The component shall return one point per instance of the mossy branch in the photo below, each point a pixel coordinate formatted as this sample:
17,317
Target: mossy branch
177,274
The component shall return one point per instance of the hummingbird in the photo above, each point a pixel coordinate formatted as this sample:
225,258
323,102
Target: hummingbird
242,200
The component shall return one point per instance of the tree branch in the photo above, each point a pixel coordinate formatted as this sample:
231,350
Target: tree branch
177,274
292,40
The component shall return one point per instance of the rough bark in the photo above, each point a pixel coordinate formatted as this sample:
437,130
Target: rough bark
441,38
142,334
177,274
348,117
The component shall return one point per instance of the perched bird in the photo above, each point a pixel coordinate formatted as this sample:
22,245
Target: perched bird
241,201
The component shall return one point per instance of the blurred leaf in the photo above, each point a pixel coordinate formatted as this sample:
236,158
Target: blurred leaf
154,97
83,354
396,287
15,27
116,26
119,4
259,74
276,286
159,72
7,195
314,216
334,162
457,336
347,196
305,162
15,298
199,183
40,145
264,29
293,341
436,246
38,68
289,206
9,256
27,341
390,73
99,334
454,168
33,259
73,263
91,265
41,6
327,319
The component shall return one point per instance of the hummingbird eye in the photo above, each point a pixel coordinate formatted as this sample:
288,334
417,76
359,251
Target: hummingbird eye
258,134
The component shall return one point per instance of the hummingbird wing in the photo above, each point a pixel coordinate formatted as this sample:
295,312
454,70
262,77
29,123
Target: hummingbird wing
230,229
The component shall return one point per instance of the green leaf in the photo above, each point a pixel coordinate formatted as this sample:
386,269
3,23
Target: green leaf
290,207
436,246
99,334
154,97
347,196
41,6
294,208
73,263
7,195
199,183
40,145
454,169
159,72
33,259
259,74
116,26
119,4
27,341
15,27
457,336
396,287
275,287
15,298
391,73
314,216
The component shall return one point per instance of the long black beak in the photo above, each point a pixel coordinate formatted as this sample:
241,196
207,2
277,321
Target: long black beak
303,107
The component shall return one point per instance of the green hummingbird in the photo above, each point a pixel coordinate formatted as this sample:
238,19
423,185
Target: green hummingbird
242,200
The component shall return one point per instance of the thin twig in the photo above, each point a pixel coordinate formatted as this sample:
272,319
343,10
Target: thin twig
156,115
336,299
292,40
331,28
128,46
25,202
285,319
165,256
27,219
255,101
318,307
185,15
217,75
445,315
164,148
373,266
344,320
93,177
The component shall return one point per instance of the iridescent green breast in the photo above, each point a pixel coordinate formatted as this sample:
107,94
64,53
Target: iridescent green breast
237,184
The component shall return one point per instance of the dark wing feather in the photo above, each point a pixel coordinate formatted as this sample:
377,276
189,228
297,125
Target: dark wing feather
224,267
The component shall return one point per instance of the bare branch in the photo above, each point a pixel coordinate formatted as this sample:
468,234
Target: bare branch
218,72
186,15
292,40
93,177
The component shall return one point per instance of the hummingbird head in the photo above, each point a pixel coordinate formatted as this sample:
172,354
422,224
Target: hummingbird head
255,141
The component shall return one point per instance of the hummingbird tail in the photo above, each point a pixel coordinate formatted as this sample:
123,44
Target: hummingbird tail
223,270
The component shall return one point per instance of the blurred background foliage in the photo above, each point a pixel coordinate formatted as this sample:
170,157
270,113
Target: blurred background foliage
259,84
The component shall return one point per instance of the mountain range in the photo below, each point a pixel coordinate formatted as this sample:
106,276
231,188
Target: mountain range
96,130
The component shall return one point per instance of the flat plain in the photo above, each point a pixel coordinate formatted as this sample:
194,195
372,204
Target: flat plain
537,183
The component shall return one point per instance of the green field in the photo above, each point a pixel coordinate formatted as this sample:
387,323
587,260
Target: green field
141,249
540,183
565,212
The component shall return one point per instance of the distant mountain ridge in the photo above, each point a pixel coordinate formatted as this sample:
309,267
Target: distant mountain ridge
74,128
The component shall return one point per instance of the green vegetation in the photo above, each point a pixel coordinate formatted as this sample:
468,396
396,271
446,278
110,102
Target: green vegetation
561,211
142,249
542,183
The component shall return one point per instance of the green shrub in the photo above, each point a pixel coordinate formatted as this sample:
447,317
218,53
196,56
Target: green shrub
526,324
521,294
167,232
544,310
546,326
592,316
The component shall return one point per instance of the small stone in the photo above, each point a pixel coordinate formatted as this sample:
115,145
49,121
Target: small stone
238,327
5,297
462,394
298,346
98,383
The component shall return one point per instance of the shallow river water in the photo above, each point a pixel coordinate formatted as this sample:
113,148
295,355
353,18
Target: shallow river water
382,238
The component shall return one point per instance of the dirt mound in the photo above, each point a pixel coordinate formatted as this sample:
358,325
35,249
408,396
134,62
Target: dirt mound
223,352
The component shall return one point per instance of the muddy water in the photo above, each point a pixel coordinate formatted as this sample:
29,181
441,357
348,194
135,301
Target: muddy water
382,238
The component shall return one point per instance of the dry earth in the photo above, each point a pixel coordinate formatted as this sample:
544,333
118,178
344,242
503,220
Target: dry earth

> [To be done]
Output every entry shown above, exactly.

> [Solution to this problem]
The component shall return one point per instance of the mossy branch in the photo below, each point a pixel coordinate formatted as this sample:
17,317
Target: mossy branch
177,274
The component shall return one point per instance of the hummingbird in the photo above, each point a pixel coordinate formatted as this sample:
225,258
323,102
Target: hummingbird
242,200
The component shall return one point per instance of the tree branch in the photo above, each point a pixel coordinate formatted as this sample:
231,350
Target: tree branch
177,274
292,40
The component shall return one point per instance of the rough bark in the photo above, each point a pixel coordinate formatted as this sample:
437,130
Target: rough bark
441,38
142,334
177,274
348,117
The component shall return one point per instance of the perched bird in the photo above, each point a pixel coordinate formatted as this sample:
22,245
Target: perched bird
241,201
The component shall return one point per instance of the blurred leaf in the photo above, each point a pixel coordinate formatted as this sample:
236,158
Target: blurred leaf
154,97
83,354
396,287
15,27
116,26
119,4
259,74
276,286
159,72
7,195
314,216
334,162
457,336
347,196
305,162
15,298
199,183
40,145
264,29
293,341
436,246
38,68
289,206
9,256
27,341
390,73
99,334
454,168
33,259
73,263
91,265
41,6
327,319
The component shall return one point per instance of the hummingbird eye in the photo above, each point a pixel coordinate formatted as this sample:
288,334
417,76
359,251
Target: hummingbird eye
258,134
The component shall return one point per instance of the hummingbird wing in the photo above, each point a pixel coordinate formatted as this sample:
295,312
454,70
262,77
29,123
Target: hummingbird wing
230,229
The component shall return one point per instance of the green leaf in the photo above, each point a pixel coordinate formatted as this sample:
386,269
3,23
Target: green leaf
290,207
436,246
99,334
154,97
347,196
41,6
294,208
73,263
7,195
199,183
40,145
454,169
159,72
33,259
259,74
116,26
119,4
27,341
15,27
457,336
396,287
275,287
15,298
391,73
314,216
The component shall return one point per instance of the long black beak in the photo above, each point a pixel coordinate formatted as this sample:
241,196
207,2
277,321
Target: long black beak
303,107
The component shall return one point per instance of the green hummingbird in the photo above, each point a pixel coordinate formatted as this sample:
238,19
423,185
Target: green hummingbird
242,200
The component shall return one point per instance of the thin twig in the photo above, each point a pixel coordinate formatted as this sample:
272,319
343,10
Target: thin twig
156,115
336,299
292,40
331,28
128,46
25,202
285,319
165,256
27,219
255,101
318,307
185,15
217,75
445,315
164,148
373,266
344,320
93,177
The component shall return one point per instance of the iridescent green breast in the photo above, each point a pixel coordinate formatted as this sample:
107,94
64,53
Target: iridescent green breast
237,184
The component shall return one point per instance of the dark wing feather in the photo above, each point a pixel coordinate formatted as this sample:
377,276
189,228
297,125
Target: dark wing feather
224,267
The component shall return one point per instance of the bare branch in the photo above, each point a pixel coordinate formatted as this sample:
468,234
Target: bare branch
218,72
186,15
292,40
93,177
The component shall return one point per instance of the hummingbird head in the photo above, each point a pixel coordinate formatted as this sample:
172,354
422,224
Target: hummingbird head
255,141
The component shall return one point per instance of the hummingbird tail in the photo above, each point a pixel coordinate formatted as this sample:
123,44
Target: hummingbird tail
223,270
The component shall return one point per instance of the blurred background foliage in the photo above, each point a pixel coordinate formatted as this sample:
170,157
270,113
Target: blurred background foliage
259,84
The component shall return one point per instance of the mountain range in the photo below, each point a pixel coordinate formatted as this sample:
106,276
231,188
Target: mountain range
96,130
The component shall return one point per instance of the flat plain in the photo above, each point a pixel coordinate formatted as this sample:
194,195
372,204
Target: flat plain
537,183
The component shall return one point per instance of the green field in the photo above, each point a pixel coordinate formatted as this sample:
387,323
587,260
Target: green field
141,249
540,183
565,212
The component shall return one point per instance of the distant mountain ridge in the photo above, each point a pixel coordinate formatted as this sample:
309,267
Target: distant mountain ridge
74,128
The component shall return one point per instance of the green vegetation in the photo above, each point a pixel coordinate formatted as this sample:
468,396
396,271
446,278
110,102
Target: green vegetation
561,211
142,249
542,183
The component shall return one point per instance of the green shrub in the photo above, each point a pixel coordinate formatted as this sample:
447,317
218,53
196,56
Target: green shrub
526,324
521,294
167,232
544,310
546,326
592,316
The component shall return one point per instance of the small stone in the photo above, each point a pixel coordinate formatted as this sample:
115,145
49,121
Target: small stone
238,327
5,297
462,394
298,346
98,383
The component shall return one point per instance of the shallow river water in the photo above, each point a pixel coordinate formatted as this sample:
113,148
295,355
353,18
Target: shallow river water
382,238
The component shall return one point per instance of the dirt mound in the photo above, each point a pixel coordinate formatted as this sample:
358,325
35,249
408,396
134,62
Target: dirt mound
223,352
The component shall return one point per instance of the muddy water in the photo above, each point a pixel coordinate formatted as this sample:
29,181
441,357
348,194
135,301
Target: muddy water
382,238
The component shall return one point per instance of the dry earth in the photo above, each point a pixel coordinate formatted as this sample:
544,333
118,178
344,242
503,220
Target: dry earth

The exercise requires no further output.